TASK BRIEF: Please identify each line in the items below that contains the word "their", and copy those lines. Case counts.

== EXERCISE DATA

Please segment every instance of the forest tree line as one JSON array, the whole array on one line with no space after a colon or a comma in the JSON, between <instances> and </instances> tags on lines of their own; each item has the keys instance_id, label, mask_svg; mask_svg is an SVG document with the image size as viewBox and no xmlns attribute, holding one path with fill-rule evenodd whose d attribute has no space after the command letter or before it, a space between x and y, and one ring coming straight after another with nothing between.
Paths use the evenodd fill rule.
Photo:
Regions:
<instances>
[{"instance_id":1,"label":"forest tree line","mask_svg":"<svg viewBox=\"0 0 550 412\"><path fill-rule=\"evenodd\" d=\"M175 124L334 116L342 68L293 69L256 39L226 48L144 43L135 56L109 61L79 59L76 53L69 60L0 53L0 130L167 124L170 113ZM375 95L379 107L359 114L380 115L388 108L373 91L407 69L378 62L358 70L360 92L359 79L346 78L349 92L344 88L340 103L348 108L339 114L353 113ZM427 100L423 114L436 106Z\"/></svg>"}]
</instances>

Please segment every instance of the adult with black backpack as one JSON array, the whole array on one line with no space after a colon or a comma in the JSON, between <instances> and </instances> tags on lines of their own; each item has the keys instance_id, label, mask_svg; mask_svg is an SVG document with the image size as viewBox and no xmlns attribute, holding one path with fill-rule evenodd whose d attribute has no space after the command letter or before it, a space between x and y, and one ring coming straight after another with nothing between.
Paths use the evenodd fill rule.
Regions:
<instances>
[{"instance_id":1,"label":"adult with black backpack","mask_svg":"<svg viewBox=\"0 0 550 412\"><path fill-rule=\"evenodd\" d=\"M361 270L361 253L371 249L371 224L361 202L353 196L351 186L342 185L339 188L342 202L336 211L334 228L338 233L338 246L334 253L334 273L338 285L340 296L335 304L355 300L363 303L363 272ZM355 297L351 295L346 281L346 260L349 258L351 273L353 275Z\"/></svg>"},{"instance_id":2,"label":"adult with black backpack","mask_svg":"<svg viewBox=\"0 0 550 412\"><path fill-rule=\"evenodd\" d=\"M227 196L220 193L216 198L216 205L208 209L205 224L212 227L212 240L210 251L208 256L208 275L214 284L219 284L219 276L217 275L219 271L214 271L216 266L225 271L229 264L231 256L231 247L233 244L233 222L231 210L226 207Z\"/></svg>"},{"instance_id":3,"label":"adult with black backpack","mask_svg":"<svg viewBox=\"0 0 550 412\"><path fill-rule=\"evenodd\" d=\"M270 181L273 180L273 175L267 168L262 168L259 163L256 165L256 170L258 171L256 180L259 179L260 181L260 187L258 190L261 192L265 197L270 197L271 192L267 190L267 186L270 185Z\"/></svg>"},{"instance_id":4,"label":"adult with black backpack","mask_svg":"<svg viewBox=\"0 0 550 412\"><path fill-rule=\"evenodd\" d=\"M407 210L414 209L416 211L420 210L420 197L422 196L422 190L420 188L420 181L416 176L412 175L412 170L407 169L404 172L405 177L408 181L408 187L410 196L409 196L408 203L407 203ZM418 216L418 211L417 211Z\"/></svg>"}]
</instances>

====

CORRECT RESULT:
Please segment every instance of the forest tree line as one JSON array, the whole array on one line with no space after a colon or a comma in the JSON, between <instances> and </instances> tags on lines of their own; each item has the keys instance_id, label, mask_svg; mask_svg is an SVG document with the image size as viewBox and no xmlns attribute, holding one path with fill-rule evenodd whose d attribute has no space after the command letter or before it, a space between x and y, and one ring coming straight after another with nothing between.
Please segment every instance of the adult with black backpack as one JSON array, the whole array on one line with no space after a colon or a comma in the JSON, between <instances> and </instances> tags on lines of their own; each item has the keys instance_id, label, mask_svg; mask_svg is an SVG document with the image size as viewBox and no xmlns attribute, holding one path with fill-rule evenodd whose d attribute has no space after the command letter or before it, a space between x and y, and one ring coming straight after another with nothing between.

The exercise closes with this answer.